→ Activity
Reproduce the entries exactly. Omit none of them.
Start of The data
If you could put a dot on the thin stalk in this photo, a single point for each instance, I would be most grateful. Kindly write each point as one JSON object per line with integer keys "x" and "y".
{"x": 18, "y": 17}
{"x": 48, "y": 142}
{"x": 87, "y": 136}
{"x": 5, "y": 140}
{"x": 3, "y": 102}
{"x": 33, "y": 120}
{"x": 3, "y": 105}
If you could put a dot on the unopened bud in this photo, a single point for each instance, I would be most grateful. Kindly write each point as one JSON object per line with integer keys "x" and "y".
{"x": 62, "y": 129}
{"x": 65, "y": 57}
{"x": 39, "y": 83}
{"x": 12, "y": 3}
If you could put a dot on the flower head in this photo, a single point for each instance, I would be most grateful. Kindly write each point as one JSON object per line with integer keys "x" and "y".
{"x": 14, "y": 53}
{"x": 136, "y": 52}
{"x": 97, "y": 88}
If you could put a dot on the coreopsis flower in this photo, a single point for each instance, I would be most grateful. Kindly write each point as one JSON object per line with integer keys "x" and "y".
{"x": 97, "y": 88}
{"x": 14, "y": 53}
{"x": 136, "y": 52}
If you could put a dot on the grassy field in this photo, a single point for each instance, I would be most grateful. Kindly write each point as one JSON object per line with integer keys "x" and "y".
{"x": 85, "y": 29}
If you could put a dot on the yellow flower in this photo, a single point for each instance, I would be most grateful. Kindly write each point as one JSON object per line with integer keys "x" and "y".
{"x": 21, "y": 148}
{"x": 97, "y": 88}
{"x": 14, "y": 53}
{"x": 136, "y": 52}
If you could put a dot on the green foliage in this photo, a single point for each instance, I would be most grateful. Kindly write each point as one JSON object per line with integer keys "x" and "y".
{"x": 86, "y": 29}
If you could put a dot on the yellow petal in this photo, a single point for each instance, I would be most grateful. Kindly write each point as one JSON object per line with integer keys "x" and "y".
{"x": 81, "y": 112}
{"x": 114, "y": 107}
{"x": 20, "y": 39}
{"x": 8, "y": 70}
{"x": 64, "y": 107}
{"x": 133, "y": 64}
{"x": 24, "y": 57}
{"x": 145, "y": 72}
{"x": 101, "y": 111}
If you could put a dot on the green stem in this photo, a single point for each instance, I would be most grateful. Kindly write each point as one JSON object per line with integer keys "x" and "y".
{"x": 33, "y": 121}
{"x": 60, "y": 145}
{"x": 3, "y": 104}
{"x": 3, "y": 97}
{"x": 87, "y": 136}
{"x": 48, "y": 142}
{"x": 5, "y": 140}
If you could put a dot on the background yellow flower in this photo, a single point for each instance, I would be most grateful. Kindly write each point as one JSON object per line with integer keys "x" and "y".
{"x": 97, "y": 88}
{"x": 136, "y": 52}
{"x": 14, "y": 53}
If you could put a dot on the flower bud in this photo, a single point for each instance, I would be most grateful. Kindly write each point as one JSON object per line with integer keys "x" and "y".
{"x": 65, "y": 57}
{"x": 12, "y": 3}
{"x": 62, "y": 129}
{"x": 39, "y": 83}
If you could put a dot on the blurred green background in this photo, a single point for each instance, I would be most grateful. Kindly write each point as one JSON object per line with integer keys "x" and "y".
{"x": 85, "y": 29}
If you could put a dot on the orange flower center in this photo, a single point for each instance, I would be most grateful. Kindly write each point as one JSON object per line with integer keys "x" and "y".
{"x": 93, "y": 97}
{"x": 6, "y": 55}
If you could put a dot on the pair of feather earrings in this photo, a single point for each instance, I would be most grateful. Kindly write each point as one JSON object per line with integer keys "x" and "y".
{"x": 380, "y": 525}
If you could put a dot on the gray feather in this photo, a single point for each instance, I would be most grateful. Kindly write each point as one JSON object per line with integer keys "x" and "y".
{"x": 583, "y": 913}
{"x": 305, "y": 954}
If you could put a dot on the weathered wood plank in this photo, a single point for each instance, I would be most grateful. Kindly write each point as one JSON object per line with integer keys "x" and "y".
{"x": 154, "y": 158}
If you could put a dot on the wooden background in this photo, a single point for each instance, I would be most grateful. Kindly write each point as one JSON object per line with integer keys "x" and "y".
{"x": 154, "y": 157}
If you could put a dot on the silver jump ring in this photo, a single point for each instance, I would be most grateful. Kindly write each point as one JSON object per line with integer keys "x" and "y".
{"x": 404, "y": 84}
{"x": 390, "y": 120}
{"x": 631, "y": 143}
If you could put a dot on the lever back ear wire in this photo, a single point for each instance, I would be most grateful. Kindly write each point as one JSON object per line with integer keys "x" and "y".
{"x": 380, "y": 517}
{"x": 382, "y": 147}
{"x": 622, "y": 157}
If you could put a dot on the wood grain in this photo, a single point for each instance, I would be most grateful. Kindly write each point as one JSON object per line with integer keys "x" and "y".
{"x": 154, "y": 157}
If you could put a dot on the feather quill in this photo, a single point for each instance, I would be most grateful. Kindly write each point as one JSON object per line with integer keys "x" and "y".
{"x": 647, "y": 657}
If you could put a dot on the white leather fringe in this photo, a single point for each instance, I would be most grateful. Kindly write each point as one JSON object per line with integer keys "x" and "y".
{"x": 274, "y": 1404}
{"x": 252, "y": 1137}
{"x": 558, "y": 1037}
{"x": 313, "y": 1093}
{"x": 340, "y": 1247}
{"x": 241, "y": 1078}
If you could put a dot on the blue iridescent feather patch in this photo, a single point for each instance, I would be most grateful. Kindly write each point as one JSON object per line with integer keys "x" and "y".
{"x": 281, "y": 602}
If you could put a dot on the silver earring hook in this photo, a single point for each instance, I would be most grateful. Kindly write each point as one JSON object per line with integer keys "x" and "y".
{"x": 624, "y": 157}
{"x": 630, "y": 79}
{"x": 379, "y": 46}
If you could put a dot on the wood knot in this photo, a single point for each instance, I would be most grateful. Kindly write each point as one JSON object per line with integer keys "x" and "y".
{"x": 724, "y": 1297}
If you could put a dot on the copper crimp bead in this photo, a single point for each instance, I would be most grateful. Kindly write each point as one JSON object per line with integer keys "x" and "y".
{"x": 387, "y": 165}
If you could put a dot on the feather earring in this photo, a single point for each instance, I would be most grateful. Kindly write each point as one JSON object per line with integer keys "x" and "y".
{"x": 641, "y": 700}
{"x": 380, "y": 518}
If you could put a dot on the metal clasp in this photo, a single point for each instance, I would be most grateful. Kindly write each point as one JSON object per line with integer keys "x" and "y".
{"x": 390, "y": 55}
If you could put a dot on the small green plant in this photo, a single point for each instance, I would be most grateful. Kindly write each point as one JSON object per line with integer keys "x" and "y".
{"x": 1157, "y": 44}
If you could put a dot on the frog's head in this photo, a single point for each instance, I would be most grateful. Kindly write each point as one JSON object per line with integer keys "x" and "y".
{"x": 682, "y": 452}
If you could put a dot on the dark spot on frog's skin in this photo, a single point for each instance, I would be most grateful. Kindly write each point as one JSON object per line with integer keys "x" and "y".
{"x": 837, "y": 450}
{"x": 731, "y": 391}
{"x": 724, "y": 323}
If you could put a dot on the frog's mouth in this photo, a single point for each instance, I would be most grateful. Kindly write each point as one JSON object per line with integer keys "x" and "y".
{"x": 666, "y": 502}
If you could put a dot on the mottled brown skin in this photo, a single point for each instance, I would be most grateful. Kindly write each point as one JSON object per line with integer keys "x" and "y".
End of The data
→ Output below
If you could put a dot on the thin stalk in this photo, a single point for each instance, I would be most grateful. Kindly write each point as one JSON object per line with integer keys "x" and "y".
{"x": 18, "y": 17}
{"x": 48, "y": 142}
{"x": 87, "y": 136}
{"x": 5, "y": 140}
{"x": 3, "y": 102}
{"x": 33, "y": 120}
{"x": 3, "y": 105}
If you could put a dot on the unopened bud in this photo, a single point for each instance, I would be most grateful. Kindly write each point as one JSON object per line with integer keys "x" and "y".
{"x": 62, "y": 129}
{"x": 65, "y": 57}
{"x": 39, "y": 83}
{"x": 12, "y": 3}
If you could put a dot on the flower head in this photo, a single point for each instance, I would be most grateful. Kindly write each point as one JSON object per line with integer keys "x" and "y".
{"x": 14, "y": 53}
{"x": 136, "y": 52}
{"x": 97, "y": 88}
If you could put a dot on the coreopsis flower in this photo, a single point for each instance, I would be most grateful. Kindly write each point as one JSON object per line with integer keys "x" and "y".
{"x": 97, "y": 88}
{"x": 14, "y": 53}
{"x": 136, "y": 52}
If you could put a dot on the grassy field in this photo, a single point for each instance, I would be most grateful. Kindly write each point as one JSON object per line with integer keys "x" and "y".
{"x": 85, "y": 29}
If you could put a dot on the yellow flower in this photo, a single point for each instance, I would be most grateful. Kindly write each point as one JSON object per line with integer keys "x" and "y".
{"x": 21, "y": 148}
{"x": 97, "y": 88}
{"x": 14, "y": 53}
{"x": 136, "y": 52}
If you could put a dot on the green foliage in this photo, a single point for each instance, I would be most grateful. Kindly write each point as one JSON object per line with integer keys "x" and "y".
{"x": 86, "y": 29}
If you could put a dot on the yellow petal in this photo, a single point for each instance, I would be most grateful. Kindly write each point as one JSON object per line with integer keys "x" and "y".
{"x": 81, "y": 112}
{"x": 114, "y": 107}
{"x": 20, "y": 39}
{"x": 8, "y": 70}
{"x": 64, "y": 107}
{"x": 133, "y": 64}
{"x": 24, "y": 57}
{"x": 145, "y": 72}
{"x": 101, "y": 111}
If you could put a dot on the green stem in this photo, a single point for each instance, I would be most grateful. Kindly write each point as one JSON object per line with integer keys "x" and "y".
{"x": 33, "y": 121}
{"x": 60, "y": 145}
{"x": 3, "y": 104}
{"x": 3, "y": 97}
{"x": 87, "y": 136}
{"x": 48, "y": 142}
{"x": 5, "y": 140}
If you could put a dot on the background yellow flower in this photo, a single point for each instance, I would be most grateful. Kindly write each point as one JSON object per line with integer keys "x" and "y".
{"x": 97, "y": 88}
{"x": 136, "y": 52}
{"x": 14, "y": 53}
If you could put a dot on the flower bud in this photo, a single point for each instance, I would be most grateful. Kindly write each point as one JSON object per line with integer keys "x" and "y".
{"x": 65, "y": 57}
{"x": 12, "y": 3}
{"x": 62, "y": 129}
{"x": 39, "y": 83}
If you could put a dot on the blurred green background in this photo, a single point for each instance, I would be most grateful. Kindly write each point as one JSON object per line with integer keys "x" and "y".
{"x": 85, "y": 29}
If you could put a dot on the orange flower center in this photo, a single point for each instance, I would be most grateful. Kindly write each point as one JSON object per line with integer keys "x" and "y".
{"x": 93, "y": 97}
{"x": 6, "y": 55}
If you could put a dot on the pair of feather earrings in this photo, a single point for each instance, I would be most grateful. Kindly write each point as one JSON object per line with integer keys "x" and "y".
{"x": 380, "y": 525}
If you could put a dot on the gray feather in this photo, a single point for each instance, I would be most grateful. Kindly write each point as one JSON object per line with integer keys "x" and "y".
{"x": 583, "y": 913}
{"x": 305, "y": 954}
If you could put a dot on the weathered wood plank in this photo, a single point for each instance, I would be most grateful. Kindly write each point as one JSON object per line with integer keys "x" and "y".
{"x": 154, "y": 158}
If you could put a dot on the wooden background in this photo, a single point for each instance, I would be most grateful. Kindly write each point as one JSON object per line with integer keys "x" and "y".
{"x": 154, "y": 157}
If you could put a dot on the silver jump ring in this photo, a single point for each instance, I would be most grateful. Kindly write each point as one JSON object per line with integer keys "x" and "y".
{"x": 404, "y": 84}
{"x": 390, "y": 120}
{"x": 631, "y": 143}
If you could put a dot on the lever back ear wire in this photo, a single point for each instance, I would be most grateful. Kindly write each point as one JSON object per line with integer keys "x" and "y".
{"x": 380, "y": 517}
{"x": 382, "y": 147}
{"x": 622, "y": 157}
If you could put a dot on the wood grain in this photo, a single point for each instance, I would be most grateful. Kindly write each point as one JSON object per line with integer keys "x" and "y".
{"x": 154, "y": 157}
If you could put a dot on the feather quill in this photo, a single point for each instance, I would be most grateful. Kindly write each point as one JSON object per line with integer keys "x" and "y".
{"x": 647, "y": 657}
If you could put a dot on the white leather fringe in this photo, a single point for each instance, I would be most grateful. Kindly write each point as one JSON object per line with integer keys "x" and "y".
{"x": 274, "y": 1404}
{"x": 252, "y": 1137}
{"x": 558, "y": 1037}
{"x": 313, "y": 1093}
{"x": 340, "y": 1247}
{"x": 241, "y": 1078}
If you could put a dot on the blue iridescent feather patch in this photo, a single point for each instance, I would be most grateful. Kindly write each point as one JSON object per line with integer keys "x" and "y".
{"x": 281, "y": 602}
If you could put a dot on the silver earring hook in this photo, a single point for each instance, I would be most grateful. Kindly write each point as one JSON object per line with integer keys "x" and "y".
{"x": 624, "y": 157}
{"x": 630, "y": 79}
{"x": 379, "y": 46}
If you could put a dot on the wood knot in this photo, a single point for each instance, I would be most grateful. Kindly write each point as one JSON object per line with integer keys "x" and "y".
{"x": 724, "y": 1297}
If you could put a dot on the copper crimp bead in this photo, a single point for each instance, I would be most grateful. Kindly write each point as one JSON object per line with integer keys "x" and "y".
{"x": 387, "y": 165}
If you could put a dot on the feather earring in this photo, a single point for each instance, I would be most grateful. Kindly write each point as one JSON object per line with integer keys "x" and "y".
{"x": 641, "y": 700}
{"x": 380, "y": 518}
If you could put a dot on the metal clasp in this photo, a single point for each instance, I would be most grateful. Kindly write each point as one JSON object per line with integer keys "x" and "y".
{"x": 390, "y": 55}
If you could put a dot on the small green plant in this photo, a single point for each instance, I would be most grateful. Kindly write each point as one JSON object per line with integer keys "x" and "y".
{"x": 1157, "y": 44}
If you could put a dot on the frog's head in this photo, a single point for each instance, I would be most grateful. Kindly write each point as one JSON object per line with integer keys "x" and "y".
{"x": 682, "y": 452}
If you could put a dot on the dark spot on frog's skin in this photo, a single point for each instance, I would be most grateful. Kindly write each point as one JSON object per line with integer keys "x" and "y".
{"x": 837, "y": 450}
{"x": 731, "y": 391}
{"x": 724, "y": 323}
If you could put a dot on the frog's mouth in this photo, a single point for each instance, I would be most grateful. Kindly write each point as one JSON object per line with integer keys "x" and "y".
{"x": 666, "y": 502}
If you could put a dot on the mottled brown skin in this photo, a single point for each instance, I would be most grateful. Kindly write each point as one JSON object per line with integer keys "x" and "y".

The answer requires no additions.